§ **Data excerpts**:
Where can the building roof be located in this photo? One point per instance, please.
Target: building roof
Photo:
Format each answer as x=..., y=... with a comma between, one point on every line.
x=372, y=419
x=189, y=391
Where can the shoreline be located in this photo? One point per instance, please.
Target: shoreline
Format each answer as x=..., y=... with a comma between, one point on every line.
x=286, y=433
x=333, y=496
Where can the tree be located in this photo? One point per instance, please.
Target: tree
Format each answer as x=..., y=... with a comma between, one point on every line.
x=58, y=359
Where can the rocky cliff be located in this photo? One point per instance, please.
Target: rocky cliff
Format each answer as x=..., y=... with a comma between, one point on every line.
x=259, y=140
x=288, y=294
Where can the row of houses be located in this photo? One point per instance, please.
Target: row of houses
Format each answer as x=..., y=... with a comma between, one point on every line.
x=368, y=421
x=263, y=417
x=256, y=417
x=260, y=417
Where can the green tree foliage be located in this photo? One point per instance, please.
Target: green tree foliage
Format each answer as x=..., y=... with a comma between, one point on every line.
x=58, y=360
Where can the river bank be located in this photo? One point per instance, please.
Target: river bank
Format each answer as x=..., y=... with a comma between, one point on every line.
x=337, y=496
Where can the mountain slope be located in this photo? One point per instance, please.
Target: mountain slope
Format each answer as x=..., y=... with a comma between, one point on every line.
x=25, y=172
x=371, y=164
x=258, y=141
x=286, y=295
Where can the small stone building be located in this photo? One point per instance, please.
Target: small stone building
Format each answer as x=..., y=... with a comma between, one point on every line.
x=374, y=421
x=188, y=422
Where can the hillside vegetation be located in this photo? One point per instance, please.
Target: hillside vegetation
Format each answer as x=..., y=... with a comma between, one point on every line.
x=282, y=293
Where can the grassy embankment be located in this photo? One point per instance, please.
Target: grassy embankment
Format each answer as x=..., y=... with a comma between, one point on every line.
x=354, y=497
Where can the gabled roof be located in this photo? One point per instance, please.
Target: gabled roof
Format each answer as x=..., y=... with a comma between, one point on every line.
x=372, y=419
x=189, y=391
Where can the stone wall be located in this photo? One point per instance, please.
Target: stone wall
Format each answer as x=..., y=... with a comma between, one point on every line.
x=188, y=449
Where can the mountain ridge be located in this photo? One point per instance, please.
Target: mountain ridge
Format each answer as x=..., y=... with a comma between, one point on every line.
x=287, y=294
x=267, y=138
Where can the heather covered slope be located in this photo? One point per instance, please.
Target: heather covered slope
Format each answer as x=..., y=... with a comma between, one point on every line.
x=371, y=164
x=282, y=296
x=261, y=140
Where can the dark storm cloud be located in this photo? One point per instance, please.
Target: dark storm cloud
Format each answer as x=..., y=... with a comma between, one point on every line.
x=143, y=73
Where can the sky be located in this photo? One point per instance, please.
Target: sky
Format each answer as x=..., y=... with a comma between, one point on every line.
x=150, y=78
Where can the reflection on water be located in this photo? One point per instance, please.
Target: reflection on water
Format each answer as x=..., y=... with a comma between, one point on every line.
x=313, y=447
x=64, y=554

§ **Instructions for the task**: Starting with the first line of the listing above and ending with the line that holds "Target: shoreline", return those lines exactly as written, both included.

§ **Output**:
Where can the building roof be located in this photo? One point per instance, please.
Target: building roof
Photo:
Format each answer as x=..., y=... with a comma between, one point on every line.
x=372, y=419
x=189, y=391
Where can the shoreline be located in this photo? One point per instance, please.
Target: shoreline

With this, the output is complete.